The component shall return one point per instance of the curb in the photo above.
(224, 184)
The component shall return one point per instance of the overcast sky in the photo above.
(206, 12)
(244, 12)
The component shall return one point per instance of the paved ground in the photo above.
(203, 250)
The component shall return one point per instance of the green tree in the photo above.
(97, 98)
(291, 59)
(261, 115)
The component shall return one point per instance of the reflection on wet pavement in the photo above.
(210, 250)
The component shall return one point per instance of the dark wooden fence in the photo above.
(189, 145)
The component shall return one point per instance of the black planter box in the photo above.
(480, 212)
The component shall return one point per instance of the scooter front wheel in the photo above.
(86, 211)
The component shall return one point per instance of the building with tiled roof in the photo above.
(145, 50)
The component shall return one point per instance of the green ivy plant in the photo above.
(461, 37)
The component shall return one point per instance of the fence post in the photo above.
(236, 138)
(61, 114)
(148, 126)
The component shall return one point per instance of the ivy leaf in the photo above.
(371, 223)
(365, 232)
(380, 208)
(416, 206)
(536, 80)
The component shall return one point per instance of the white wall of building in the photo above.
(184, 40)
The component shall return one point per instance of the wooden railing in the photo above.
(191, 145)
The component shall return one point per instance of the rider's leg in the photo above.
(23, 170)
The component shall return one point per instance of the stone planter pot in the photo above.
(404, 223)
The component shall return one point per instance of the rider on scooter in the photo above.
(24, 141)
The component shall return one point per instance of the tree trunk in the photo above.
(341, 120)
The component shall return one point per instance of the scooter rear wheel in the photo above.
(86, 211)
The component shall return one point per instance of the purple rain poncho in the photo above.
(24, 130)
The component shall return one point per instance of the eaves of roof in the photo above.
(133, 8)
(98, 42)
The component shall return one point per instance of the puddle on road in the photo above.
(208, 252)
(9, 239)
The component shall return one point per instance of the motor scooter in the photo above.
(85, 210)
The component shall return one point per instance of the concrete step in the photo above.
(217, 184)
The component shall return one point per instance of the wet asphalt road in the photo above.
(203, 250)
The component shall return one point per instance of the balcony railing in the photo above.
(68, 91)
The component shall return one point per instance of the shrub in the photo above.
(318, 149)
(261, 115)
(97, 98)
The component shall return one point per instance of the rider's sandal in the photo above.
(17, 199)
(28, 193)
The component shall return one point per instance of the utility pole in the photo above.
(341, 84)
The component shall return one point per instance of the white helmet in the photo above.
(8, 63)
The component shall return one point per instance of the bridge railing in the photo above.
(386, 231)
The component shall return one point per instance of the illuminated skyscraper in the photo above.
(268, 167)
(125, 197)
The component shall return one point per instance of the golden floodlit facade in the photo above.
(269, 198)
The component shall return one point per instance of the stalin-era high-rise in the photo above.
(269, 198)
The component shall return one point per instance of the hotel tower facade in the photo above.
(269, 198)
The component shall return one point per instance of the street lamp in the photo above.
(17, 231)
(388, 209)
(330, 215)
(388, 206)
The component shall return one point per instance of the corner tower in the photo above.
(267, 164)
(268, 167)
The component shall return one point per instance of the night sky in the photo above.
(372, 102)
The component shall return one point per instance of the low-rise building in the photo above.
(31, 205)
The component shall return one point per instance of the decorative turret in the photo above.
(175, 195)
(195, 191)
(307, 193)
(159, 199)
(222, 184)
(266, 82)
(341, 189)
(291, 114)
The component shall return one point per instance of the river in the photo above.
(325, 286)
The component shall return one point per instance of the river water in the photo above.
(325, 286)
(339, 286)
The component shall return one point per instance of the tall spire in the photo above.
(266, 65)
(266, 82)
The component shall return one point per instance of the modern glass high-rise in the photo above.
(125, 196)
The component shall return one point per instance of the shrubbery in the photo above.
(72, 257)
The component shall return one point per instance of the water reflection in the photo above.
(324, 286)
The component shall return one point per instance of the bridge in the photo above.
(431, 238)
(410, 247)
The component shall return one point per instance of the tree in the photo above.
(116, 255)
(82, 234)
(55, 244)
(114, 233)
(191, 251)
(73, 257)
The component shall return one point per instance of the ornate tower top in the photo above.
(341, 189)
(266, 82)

==*==

== Problem statement ==
Retype all of the material, keeping each line exact.

== Completed task ==
The component shall return one point per instance of the curb in the photo above.
(224, 184)
The component shall return one point per instance of the overcast sky in the photo above.
(206, 12)
(244, 12)
The component shall return one point per instance of the paved ground in the photo above.
(203, 250)
The component shall return one point per instance of the green tree in the photo above.
(97, 98)
(291, 59)
(261, 115)
The component shall return one point per instance of the reflection on wet pavement in the photo above.
(210, 250)
The component shall return one point per instance of the dark wooden fence in the photo above.
(189, 145)
The component shall return one point per instance of the black planter box in the photo above.
(480, 212)
The component shall return one point per instance of the scooter front wheel in the photo above.
(86, 211)
The component shall return one point per instance of the building with tiled roof in the photo above.
(145, 50)
The component shall return one point per instance of the green ivy plant in the photo above.
(461, 37)
The component shall return one point per instance of the fence post in the photo above.
(236, 138)
(61, 114)
(148, 126)
The component shall return one point per instance of the ivy leaf in the photo above.
(371, 223)
(365, 232)
(380, 208)
(416, 206)
(536, 80)
The component shall return one point per instance of the white wall of building in the photo above.
(184, 40)
The component shall return one point per instance of the wooden railing in the photo above.
(191, 145)
The component shall return one point per instance of the rider's leg in the photo above.
(23, 170)
The component shall return one point per instance of the stone planter pot in the photo above.
(404, 223)
The component shall return one point per instance of the rider on scooter in the photo above.
(24, 141)
The component shall return one point per instance of the tree trunk in the photo above.
(341, 120)
The component shall return one point per instance of the scooter rear wheel in the photo above.
(86, 211)
The component shall return one point per instance of the purple rain poncho in the photo above.
(24, 130)
The component shall return one point per instance of the eaves of roof in the photo above.
(133, 8)
(98, 42)
The component shall return one point per instance of the puddle on road in the photo above.
(208, 252)
(9, 239)
The component shall return one point per instance of the motor scooter in the photo above.
(85, 210)
The component shall return one point per instance of the concrete step in the photo above.
(217, 184)
The component shall return one point per instance of the wet asphalt road in the photo above.
(203, 250)
The component shall return one point per instance of the balcony railing in the photo above.
(68, 91)
The component shall return one point per instance of the shrub in the photo above.
(318, 149)
(261, 115)
(97, 98)
The component shall return one point per instance of the rider's sandal in the photo above.
(17, 199)
(28, 193)
The component shall return one point per instance of the utility pole in the photo above.
(341, 84)
The component shall return one point per instance of the white helmet in the photo above.
(8, 63)
The component shall return one point per instance of the bridge railing in the photo above.
(386, 231)
The component shall return one point per instance of the illuminated skyscraper in the photo above.
(268, 167)
(125, 197)
The component shall return one point per instance of the golden floodlit facade in the photo above.
(269, 198)
The component shall return one point per instance of the stalin-era high-rise in the photo above.
(269, 198)
The component shall return one point per instance of the hotel tower facade in the photo above.
(269, 198)
The component shall return one point per instance of the street lamp in the photo above.
(17, 231)
(388, 209)
(330, 215)
(388, 206)
The component shall return one point per instance of the corner tower in the photo above.
(267, 164)
(268, 167)
The component shall return one point per instance of the night sky in the photo above.
(372, 102)
The component shall return one point per instance of the low-rise building in the photo above.
(31, 205)
The component shall return one point per instance of the decorative turret in the photo above.
(175, 195)
(195, 191)
(307, 193)
(159, 199)
(222, 184)
(266, 82)
(341, 189)
(291, 114)
The component shall return one point per instance of the river in the photo above.
(325, 286)
The component shall return one point per instance of the river water in the photo above.
(325, 286)
(339, 286)
The component shall return one point per instance of the tall spire in the photo above.
(266, 65)
(266, 82)
The component shall return one point per instance of the modern glass high-rise in the photo above.
(125, 196)
The component shall return one point per instance of the shrubbery in the photo above.
(72, 257)
The component shall return one point per instance of the water reflection in the photo above.
(324, 286)
The component shall return one point per instance of the bridge in the photo above.
(431, 238)
(410, 247)
The component shall return one point per instance of the tree in the photo above.
(116, 255)
(82, 234)
(55, 244)
(114, 233)
(191, 251)
(73, 257)
The component shall return one point per instance of the ornate tower top in the photo above.
(341, 189)
(266, 82)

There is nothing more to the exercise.